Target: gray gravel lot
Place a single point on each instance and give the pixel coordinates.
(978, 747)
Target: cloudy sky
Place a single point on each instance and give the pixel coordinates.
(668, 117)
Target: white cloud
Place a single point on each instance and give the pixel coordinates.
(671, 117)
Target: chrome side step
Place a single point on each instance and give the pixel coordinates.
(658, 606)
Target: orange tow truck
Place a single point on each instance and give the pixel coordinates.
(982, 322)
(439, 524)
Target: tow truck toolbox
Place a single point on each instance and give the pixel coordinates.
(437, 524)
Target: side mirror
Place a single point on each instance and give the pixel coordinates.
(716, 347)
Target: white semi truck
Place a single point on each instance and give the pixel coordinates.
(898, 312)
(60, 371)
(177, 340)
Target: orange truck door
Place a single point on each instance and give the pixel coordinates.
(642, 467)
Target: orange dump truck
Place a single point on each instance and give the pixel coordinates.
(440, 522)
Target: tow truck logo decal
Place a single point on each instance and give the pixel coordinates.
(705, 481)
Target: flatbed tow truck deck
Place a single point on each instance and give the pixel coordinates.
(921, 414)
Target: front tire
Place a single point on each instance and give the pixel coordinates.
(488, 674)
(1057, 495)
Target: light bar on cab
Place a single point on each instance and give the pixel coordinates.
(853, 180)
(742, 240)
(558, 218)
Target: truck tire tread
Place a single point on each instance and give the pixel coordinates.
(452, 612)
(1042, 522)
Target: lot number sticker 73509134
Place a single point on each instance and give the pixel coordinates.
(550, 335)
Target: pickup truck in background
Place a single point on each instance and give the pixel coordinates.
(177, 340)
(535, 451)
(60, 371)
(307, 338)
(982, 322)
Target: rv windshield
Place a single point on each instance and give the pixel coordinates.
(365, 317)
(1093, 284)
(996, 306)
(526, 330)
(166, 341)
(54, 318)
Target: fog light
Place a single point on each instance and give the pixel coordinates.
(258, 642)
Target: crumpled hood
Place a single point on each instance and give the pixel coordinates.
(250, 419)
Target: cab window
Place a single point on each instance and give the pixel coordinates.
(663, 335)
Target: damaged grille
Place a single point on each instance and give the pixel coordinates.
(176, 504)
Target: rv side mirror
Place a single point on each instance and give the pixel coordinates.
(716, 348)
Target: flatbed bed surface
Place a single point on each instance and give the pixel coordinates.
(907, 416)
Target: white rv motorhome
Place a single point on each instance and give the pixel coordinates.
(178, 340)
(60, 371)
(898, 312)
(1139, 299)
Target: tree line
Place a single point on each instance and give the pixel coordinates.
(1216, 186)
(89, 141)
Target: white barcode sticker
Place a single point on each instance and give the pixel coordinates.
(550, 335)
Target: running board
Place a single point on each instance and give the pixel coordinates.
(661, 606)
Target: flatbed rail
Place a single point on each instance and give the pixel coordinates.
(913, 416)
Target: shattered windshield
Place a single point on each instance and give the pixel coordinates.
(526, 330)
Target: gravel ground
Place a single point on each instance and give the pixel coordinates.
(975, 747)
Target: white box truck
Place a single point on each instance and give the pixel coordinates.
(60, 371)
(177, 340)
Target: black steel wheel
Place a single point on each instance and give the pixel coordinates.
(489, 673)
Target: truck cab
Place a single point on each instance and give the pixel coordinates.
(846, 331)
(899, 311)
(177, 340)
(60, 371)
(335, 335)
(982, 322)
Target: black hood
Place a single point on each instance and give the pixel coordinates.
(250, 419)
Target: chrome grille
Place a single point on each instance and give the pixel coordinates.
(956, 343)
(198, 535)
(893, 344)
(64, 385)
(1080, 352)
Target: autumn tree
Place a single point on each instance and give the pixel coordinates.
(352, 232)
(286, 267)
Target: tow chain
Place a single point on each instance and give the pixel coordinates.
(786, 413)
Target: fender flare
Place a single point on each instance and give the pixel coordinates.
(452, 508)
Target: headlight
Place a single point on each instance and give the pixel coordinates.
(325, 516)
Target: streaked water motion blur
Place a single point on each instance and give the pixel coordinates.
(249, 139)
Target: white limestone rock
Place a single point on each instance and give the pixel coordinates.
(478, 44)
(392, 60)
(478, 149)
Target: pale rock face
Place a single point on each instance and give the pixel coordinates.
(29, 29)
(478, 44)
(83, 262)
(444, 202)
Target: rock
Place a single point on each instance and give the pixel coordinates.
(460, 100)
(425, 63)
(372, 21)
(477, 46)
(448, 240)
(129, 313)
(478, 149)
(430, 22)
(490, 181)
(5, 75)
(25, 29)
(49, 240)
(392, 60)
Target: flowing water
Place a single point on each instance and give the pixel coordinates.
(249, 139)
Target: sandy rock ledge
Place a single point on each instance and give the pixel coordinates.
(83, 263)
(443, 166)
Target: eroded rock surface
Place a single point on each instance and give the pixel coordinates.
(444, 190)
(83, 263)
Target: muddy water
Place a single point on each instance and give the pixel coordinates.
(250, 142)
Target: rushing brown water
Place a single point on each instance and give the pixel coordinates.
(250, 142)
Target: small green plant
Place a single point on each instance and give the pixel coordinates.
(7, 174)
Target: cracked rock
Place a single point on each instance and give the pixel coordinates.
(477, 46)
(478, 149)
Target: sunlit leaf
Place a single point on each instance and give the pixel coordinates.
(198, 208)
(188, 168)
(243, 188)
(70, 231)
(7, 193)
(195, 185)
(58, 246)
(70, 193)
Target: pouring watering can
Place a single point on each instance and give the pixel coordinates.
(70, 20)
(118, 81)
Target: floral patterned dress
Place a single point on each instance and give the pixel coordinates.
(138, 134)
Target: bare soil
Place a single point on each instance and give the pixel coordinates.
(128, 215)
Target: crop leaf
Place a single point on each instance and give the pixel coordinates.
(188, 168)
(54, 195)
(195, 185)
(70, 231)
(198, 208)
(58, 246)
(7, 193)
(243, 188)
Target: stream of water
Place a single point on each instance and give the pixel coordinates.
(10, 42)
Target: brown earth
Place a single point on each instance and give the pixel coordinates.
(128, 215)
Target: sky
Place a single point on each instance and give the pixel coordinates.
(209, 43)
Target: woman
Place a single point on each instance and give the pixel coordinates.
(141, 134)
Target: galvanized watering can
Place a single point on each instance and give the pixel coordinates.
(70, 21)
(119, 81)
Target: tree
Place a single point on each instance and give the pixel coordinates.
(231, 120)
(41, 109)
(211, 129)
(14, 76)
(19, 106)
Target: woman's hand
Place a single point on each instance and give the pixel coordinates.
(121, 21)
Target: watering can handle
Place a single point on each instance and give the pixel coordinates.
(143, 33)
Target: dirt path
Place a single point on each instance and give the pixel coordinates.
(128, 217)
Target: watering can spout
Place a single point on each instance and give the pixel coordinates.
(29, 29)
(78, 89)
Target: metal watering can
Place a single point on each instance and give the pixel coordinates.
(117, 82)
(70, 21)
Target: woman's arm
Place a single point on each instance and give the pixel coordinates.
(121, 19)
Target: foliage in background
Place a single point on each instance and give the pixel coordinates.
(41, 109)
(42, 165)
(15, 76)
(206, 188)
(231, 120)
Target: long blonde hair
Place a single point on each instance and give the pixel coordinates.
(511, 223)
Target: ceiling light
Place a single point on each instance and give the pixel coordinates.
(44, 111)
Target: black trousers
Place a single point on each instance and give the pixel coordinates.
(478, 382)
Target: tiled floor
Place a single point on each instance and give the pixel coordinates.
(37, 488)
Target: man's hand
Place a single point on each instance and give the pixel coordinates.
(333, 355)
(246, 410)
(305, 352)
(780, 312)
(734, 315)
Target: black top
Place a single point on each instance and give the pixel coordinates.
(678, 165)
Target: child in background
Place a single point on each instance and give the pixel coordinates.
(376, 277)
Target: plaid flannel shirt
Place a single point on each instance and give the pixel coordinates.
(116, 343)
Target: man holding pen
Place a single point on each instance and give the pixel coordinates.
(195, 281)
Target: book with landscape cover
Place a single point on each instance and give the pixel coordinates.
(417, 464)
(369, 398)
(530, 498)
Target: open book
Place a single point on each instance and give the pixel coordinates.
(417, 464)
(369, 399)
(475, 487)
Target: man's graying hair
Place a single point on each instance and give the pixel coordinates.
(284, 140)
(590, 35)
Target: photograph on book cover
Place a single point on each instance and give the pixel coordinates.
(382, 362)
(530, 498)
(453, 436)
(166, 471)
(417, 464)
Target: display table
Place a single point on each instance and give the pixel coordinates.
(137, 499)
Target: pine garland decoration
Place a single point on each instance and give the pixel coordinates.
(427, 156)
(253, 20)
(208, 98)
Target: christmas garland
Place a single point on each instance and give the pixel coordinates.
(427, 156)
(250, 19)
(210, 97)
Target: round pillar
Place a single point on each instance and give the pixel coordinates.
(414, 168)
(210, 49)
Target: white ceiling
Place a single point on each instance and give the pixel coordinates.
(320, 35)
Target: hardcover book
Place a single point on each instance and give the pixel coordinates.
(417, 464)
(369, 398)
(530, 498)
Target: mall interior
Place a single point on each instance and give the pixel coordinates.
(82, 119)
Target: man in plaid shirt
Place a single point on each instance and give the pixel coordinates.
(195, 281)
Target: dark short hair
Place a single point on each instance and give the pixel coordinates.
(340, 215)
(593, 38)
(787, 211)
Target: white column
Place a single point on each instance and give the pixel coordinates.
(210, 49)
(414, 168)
.....
### [What you need to do]
Reproduce only the lines running from the one with "Target: christmas garland" through the final line of the listing above, both ends included.

### [Solution to the problem]
Target: christmas garland
Place a single point on each instance and give the pixel coordinates.
(427, 156)
(250, 19)
(210, 97)
Target: round pillar
Place a single point on each instance and give the pixel coordinates.
(414, 168)
(210, 49)
Target: white ceiling
Place a single point on each instance and give the pixel coordinates.
(320, 35)
Target: hardcover book
Place a single point on each instance and give the pixel coordinates.
(417, 464)
(369, 398)
(530, 498)
Target: mall interior
Place a single point on each instance and give the pixel coordinates.
(82, 119)
Target: man in plaid shirt
Place a single point on each instance and give the pixel coordinates.
(195, 281)
Target: dark short hair
Place a single point on each instance and give the pixel coordinates.
(340, 215)
(593, 38)
(787, 211)
Target: white column
Place a single point on each instance and give the pixel coordinates.
(210, 49)
(414, 168)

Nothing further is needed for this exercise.